**Do this:** Reproduce all of the rows below, swapping each occurrence of "pointer" for "locator" and leaving everything else unchanged.
— START OF Data shown —
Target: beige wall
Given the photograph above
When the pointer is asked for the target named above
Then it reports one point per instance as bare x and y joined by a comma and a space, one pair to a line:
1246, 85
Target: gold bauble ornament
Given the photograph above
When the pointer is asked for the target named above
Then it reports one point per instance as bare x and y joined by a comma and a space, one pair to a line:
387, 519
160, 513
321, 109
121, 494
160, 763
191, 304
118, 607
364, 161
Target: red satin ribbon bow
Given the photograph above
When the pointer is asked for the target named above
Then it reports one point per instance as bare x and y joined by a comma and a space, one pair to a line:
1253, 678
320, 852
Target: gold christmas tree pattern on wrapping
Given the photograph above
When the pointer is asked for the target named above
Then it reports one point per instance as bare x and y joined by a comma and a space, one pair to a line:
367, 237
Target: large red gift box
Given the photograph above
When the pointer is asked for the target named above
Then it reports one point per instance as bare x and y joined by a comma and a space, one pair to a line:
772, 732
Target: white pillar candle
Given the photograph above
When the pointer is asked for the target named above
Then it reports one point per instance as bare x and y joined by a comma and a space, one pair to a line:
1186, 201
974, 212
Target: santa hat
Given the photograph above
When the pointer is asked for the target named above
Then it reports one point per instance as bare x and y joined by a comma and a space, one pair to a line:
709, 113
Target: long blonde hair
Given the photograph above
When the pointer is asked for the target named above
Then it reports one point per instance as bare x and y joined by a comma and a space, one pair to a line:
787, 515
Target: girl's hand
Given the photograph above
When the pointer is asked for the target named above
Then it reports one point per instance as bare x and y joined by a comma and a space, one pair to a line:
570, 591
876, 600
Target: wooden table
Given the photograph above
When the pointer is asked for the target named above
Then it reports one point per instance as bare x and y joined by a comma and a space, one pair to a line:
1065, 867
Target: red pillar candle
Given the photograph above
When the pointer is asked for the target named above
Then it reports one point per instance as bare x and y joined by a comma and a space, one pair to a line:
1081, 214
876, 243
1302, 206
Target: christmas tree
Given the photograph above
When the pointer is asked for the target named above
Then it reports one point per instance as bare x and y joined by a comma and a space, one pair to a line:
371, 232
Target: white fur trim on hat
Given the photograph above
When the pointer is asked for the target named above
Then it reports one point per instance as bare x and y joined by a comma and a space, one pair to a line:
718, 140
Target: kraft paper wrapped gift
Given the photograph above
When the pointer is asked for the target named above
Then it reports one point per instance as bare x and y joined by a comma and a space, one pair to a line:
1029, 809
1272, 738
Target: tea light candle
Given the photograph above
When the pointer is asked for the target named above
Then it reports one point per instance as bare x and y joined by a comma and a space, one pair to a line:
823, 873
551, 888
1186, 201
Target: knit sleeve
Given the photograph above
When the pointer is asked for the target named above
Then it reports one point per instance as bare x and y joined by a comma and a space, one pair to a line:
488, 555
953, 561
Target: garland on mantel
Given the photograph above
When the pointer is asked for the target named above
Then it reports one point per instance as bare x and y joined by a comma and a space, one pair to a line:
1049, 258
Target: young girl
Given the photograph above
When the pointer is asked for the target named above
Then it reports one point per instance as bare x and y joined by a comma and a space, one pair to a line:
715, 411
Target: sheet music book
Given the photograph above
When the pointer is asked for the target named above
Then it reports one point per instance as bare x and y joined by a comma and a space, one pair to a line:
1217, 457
— END OF Data shown —
**Task output:**
Target: beige wall
Given the photograph above
When the locator is asked for the target named above
Then it reports one point per instance as bare x and y joined by a comma and a space, one pair to a line:
1246, 85
Target: gold bauble ornament
Given the photograph above
When the locator is asked for the target named above
Then it reports one point per instance as bare x and y joined by a comma and a space, one pair to a line:
387, 519
160, 513
321, 109
121, 494
160, 763
191, 304
118, 607
364, 161
Target: red satin ribbon bow
Given the photograph above
When the locator is asked for the target named above
Then it reports one point per instance as bare x and y joined by a comma and a space, one pair to a line:
1253, 678
320, 852
Target: gold christmas tree pattern on wrapping
Given the photograph above
When the locator is asked for the target named above
Then it reports one point per instance as bare x and y joined by a comma and a space, one pair to a line:
367, 237
Target: large red gift box
Given the photograph above
When the locator is asked for the target named above
Then it reports one point per instance as bare x and y joined by a comma and a space, one pair to a line:
772, 732
Target: white pillar candle
Given the photograph above
When the locator is asked for the target named above
Then it reports one point per instance as bare x and y joined by a comma and a space, one pair to a line:
1186, 201
974, 212
Target: santa hat
Given the photograph above
When the locator is asked for the target named above
Then it reports one point per instance as bare x and y joined by a comma and a space, one pair to a line:
709, 113
Target: long blonde hair
Given the photograph above
When the locator is asked for the target named above
Then it reports one point per instance as bare x and y joined by a comma and a space, one pair to a line:
787, 515
Target: girl's hand
Given the photograph above
When the locator is asked for the target named above
Then it reports one point per instance as bare x and y joined by a comma and a space, one pair to a line:
570, 591
876, 600
Target: wooden table
Given the photograph above
When the locator is asked for the target named above
Then it reports one point per instance as bare x and y joined by a comma and a space, one pair to a line:
1065, 867
Target: red pillar candle
Given the photograph above
When the locator is asked for the target named above
Then it reports one point per instance as bare x and y joined by a comma and a space, one pair to a line:
1081, 214
876, 243
1302, 206
Target: christmas tree
Given the photograph above
When the locator is asked for the target named above
Then it reports one point per instance as bare x and y joined by a comma and a space, one pair to a line:
371, 232
Target: white fur trim on hat
Given the photograph above
When the locator is asked for the target named above
Then it reports one point per instance as bare x and y joined by a comma and a space, one pair to a line:
718, 140
Target: kraft paper wrapped gift
Given the photograph above
When the locator is asked for the target named above
Then it reports one point per instance as bare x and y joined by a comma and a space, one pair to a line:
1029, 809
1272, 738
Target: tea light candle
Given the photograph above
When the locator is asked for the target named above
Then it reports one point per instance as bare x and y joined by a comma and a space, one pair to a line:
823, 873
551, 888
1186, 201
Target: knit sleeve
Given the photograph above
When the locator is asked for the target named above
Then it reports one point per instance as bare x and y joined by a comma and a space, one pair to a line:
488, 555
953, 561
Target: garland on mantel
Given the photograph above
When the locator is asked for the target named above
Then it reports one point per instance as bare x and y joined by a comma and a space, one pair to a line:
1049, 258
Target: young girl
Given the photograph above
When the locator is asked for the target named above
Then it reports one point per instance as bare x and y joined by a comma and a space, one pair to a line:
715, 411
Target: sheet music book
Given the photograph above
When the locator is asked for the target named above
Then it reports one point per instance as bare x and y joined by a comma and a space, one pair to a line:
1217, 457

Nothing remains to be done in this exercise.